Task to carry out:
From the passage on adolescent behavior, extract the stretch starting with "These developmental stages" and going on through "universal physiological drives.", copied word for word.

Page text:
Although social scientists observing the American scene agree that teenagers are characterized by restless and confused behavior, the explanation for this behavior of "storm and stress" sometimes lacks consensus and can be divided into two camps. Sociologists and social psychologists tend to argue for an environmental, primarily cultural, explanation, while some psychologists, relatively few, argue for a biogenetic origin of typical adolescent behavior. The question of whether nature (biological conditions) or nurture (social environment) is responsible for a given behavior pattern is of course on old one and has often been asked in relation to various stages in the life cycle of man, including the teenage period. The assumption that a causal relationship exists between the physiological, especially endocrinological, changes during pubescence and the behavioral and social phenomena of adolescence has been largely discarded in favor of the cultural explanation.
These developmental stages are presumably brought about by biologically innate forces which control growth and behavior. Human behavior manifests itself therefore in inevitable and unchangeable behavior patterns which are universal, regardless of the cultural environment. Cultural anthropologists and sociologists challenged this assertion and showed that Hall's theory was untenable in the light of cross-cultural observations. They were able to point to a number of societies where the phenomenon of adolescence did not exist, thereby rendering invalid Hall's claim that the adolescents' behavioral predispositions are direct expressions of universal physiological drives.
In the meantime, however, Hall and his followers continued to insist that socially unacceptable behavior, the type held analogous to earlier historical phases of man, must be tolerated by parents and educators since it is part of the necessary and unavoidable stages in the social development of the individual. These psychologists of adolescence reassured parents and teachers that this objectionable behavior would vanish of its own accord in subsequent stages of development, and that corrective or disciplinary measures are neither necessary nor advisable. Remnants of this theory still occupy a prominent place in American educational philosophy embedded in such ideas as Gesell's concept of maturation.
A realistic assessment of the nature-nurture question will probably result in neither an extreme environmental nor an extreme biogenetic statement, but rather in a balanced view that takes both factors into consideration. Without doubt, the physiological upheavals during early adolescence are capable of profoundly influencing the psychological processes and the social behavior of the young individual. However, the vast majority of modern behavioral scientists ascribe greater influencing power to the sociocultural environment that offers interpretations of this physiological turbulence than to the physiological processes per se. Sociocultural interpretations, as maintained by the majority of the people in a society, establish the meaning of an event, thing, or physiological process. Man, the symbolic creature, does not react to things and happenings as such, but mainly to the meanings attached to them. From a cross-cultural point of view, it is possible to observe a near-endless differential interpretation of neural impulses; i.e., one and the same physiological process can be perceived in totally different ways from one culture to the next. It is thus the meaning ascribed to the physiological processes at adolescence that determines the American teen-ager's reaction to them.

The data:
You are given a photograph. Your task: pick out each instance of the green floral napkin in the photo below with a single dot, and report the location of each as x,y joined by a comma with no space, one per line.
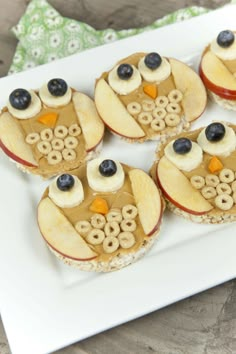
44,35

Exercise answer:
These developmental stages are presumably brought about by biologically innate forces which control growth and behavior. Human behavior manifests itself therefore in inevitable and unchangeable behavior patterns which are universal, regardless of the cultural environment. Cultural anthropologists and sociologists challenged this assertion and showed that Hall's theory was untenable in the light of cross-cultural observations. They were able to point to a number of societies where the phenomenon of adolescence did not exist, thereby rendering invalid Hall's claim that the adolescents' behavioral predispositions are direct expressions of universal physiological drives.